6: “Fallacy and extravagance…”

The Federalist 6: Concerning Dangers from Dissensions Between the States. First published November 14, 1787. Author Alexander Hamilton. Please see Introducing the American Bible for an introduction to this project.

Reverence for the Founders is an established American devotional activity. All countries have hagiography, to be sure—Turkey has its Ataturk, Chinese their Mao, Yugoslavs the beloved Tito. Yet as the above sampling indicates, most countries must regard these founding fathers (for, sadly, they are nearly all men) with ambivalence.

Yugoslav founding idol Tito

Yugoslav founding idol Tito

Ataturk, for all his liberal virtues, had an autocratic tendency and a devotion to alcohol which led to his early death. The man who secured Turkey’s secular future also bred into its generals a devotion to secular principles so deep that they would imprison numerous democratically-elected Islamists, and ban the holy Muslim pilgrimage to Mecca. Today, Turks remember him with a mix of manic devotion (secularists, the army) and a faint discomfort (Islamists).

# WHAT YOU WILL DO:
a. In the commentary on Federalist 6, what led to Ataturk's early death?
b. Continue the commentary on Federalist 6 from its last sentence, keeping the same voice and topic.

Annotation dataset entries
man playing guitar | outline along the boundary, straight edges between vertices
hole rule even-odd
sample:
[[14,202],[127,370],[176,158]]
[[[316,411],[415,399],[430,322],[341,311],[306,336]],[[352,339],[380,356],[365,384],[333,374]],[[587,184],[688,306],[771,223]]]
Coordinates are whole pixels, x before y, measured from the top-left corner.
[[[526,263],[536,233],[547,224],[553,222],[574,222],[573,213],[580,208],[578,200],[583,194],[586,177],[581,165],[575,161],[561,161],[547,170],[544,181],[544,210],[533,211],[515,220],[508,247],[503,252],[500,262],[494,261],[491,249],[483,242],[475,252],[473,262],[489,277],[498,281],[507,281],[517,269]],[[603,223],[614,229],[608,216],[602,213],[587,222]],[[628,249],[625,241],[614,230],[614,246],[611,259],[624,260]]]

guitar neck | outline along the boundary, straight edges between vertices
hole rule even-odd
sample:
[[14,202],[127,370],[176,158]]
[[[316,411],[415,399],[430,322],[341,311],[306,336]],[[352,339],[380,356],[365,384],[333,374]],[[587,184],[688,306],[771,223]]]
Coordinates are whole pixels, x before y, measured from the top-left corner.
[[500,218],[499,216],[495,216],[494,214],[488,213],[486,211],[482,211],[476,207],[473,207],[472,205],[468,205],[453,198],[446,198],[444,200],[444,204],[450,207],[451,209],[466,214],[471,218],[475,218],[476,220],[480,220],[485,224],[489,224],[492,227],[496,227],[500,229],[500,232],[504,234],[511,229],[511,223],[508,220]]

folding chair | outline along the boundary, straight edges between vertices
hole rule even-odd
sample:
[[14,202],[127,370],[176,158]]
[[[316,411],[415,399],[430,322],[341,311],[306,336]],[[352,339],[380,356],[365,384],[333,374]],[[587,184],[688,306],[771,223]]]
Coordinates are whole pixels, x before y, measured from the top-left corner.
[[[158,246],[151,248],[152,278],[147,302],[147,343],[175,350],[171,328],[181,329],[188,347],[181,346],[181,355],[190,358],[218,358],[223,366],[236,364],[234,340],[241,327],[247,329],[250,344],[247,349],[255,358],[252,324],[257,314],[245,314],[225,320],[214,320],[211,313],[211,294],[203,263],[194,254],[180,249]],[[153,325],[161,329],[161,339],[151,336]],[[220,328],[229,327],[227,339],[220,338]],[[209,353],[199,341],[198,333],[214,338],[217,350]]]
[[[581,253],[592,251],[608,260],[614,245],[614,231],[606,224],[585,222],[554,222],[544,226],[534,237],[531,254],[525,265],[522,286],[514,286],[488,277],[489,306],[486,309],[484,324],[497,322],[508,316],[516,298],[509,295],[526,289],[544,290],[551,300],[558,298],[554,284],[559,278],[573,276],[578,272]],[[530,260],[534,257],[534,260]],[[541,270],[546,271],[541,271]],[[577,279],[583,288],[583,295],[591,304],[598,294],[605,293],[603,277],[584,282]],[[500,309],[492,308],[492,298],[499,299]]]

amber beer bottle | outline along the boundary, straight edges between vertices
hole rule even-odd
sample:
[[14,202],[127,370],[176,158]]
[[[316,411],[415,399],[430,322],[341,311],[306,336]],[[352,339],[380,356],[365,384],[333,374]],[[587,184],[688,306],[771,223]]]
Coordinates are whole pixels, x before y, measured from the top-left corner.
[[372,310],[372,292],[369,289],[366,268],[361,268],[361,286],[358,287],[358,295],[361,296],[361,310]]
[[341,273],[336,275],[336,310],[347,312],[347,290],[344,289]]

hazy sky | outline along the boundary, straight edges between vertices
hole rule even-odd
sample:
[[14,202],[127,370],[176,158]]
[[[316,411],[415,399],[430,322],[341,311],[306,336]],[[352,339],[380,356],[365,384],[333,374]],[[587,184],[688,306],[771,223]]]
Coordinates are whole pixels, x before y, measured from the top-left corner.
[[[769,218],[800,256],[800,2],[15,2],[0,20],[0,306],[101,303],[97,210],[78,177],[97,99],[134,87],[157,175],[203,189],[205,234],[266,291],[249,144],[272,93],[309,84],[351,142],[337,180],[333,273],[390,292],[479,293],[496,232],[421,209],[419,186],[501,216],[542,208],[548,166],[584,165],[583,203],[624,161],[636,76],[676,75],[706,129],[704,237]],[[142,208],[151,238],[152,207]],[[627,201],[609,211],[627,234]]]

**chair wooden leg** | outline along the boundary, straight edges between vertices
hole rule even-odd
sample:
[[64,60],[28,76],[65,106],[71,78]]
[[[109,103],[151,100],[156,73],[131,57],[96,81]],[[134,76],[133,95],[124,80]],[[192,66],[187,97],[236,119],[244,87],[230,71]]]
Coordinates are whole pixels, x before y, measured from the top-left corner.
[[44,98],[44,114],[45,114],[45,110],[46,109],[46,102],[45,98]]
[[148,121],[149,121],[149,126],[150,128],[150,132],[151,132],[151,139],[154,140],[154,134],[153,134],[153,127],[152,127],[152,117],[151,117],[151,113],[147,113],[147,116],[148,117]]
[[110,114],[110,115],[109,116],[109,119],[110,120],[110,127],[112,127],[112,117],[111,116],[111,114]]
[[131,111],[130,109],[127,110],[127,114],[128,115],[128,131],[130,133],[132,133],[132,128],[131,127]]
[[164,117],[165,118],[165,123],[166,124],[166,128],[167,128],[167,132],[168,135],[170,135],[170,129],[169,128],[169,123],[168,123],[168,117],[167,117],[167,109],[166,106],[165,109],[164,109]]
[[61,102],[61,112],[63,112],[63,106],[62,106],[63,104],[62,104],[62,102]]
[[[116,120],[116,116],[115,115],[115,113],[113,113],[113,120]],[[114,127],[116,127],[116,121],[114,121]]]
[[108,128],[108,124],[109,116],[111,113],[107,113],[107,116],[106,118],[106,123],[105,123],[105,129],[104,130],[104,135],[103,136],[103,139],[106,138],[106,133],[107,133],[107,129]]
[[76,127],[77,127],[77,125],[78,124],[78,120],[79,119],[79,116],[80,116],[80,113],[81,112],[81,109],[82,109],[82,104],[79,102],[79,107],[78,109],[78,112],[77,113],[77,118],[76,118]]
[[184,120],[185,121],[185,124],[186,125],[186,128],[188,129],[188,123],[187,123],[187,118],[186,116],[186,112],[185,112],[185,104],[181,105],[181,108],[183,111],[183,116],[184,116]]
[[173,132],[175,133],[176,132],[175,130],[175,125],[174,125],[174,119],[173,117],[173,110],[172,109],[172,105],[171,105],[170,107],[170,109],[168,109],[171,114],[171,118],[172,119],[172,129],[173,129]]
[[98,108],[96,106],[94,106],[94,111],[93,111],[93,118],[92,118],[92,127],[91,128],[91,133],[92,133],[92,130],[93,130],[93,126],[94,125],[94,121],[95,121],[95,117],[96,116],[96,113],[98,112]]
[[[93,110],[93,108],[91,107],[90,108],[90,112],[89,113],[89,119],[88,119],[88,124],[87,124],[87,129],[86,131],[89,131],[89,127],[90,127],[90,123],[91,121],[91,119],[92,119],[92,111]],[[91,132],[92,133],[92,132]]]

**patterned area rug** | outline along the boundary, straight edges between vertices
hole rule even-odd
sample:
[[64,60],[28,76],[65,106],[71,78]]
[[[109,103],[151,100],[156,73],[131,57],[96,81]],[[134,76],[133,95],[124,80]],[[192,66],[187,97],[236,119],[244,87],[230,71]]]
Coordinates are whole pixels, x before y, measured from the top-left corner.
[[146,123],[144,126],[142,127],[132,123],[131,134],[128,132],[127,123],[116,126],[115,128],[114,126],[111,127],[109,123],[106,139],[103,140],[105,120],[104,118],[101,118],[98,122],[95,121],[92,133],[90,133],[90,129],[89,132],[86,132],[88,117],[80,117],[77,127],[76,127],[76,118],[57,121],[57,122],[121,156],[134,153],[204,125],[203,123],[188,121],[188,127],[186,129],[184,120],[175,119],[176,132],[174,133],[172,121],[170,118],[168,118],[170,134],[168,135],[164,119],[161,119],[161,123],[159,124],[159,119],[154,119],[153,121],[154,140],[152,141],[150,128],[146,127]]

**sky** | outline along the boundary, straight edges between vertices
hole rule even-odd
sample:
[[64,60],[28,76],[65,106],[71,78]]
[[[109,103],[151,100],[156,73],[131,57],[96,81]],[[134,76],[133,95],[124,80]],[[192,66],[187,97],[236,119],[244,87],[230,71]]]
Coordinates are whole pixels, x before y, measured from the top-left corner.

# OUTPUTS BY TASK:
a. His devotion to alcohol led to his early death.

b.
Mao, of course, is a world of complication unto himself. To be sure, he birthed China through innumerable difficulties. Yet he did so at a cost of untold millions of lives lost to mismanagement, intolerance, and outright slaughter. What price nationhood?

As for Tito, he is still widely revered throughout the former Yugoslavia. To be sure, he presided over years of solid economic growth, and held together the fractious Yugoslavian republics. He even managed to play the two superpowers off one another to Yugoslavia’s benefit, always managing to deftly avoid too much outside interference. Yet financing the Yugoslav dream required fat soft loans from Western governments and banks, and Yugoslavia’s deteriorating finances from the 1980s onward helped lead to the disastrous 1990s. Not to mention, of course, the Goli Otok prison camp where political prisoners were beaten, starved, and sometimes even worked to death.

The founder of modern Turkey, Ataturk is so beloved that his first name has become an adjective for Turkey's secular, Western-style government: "Kemalist"

The founder of modern Turkey, Ataturk is so beloved that his first name has become an adjective for Turkey’s secular, Western-style government: “Kemalist”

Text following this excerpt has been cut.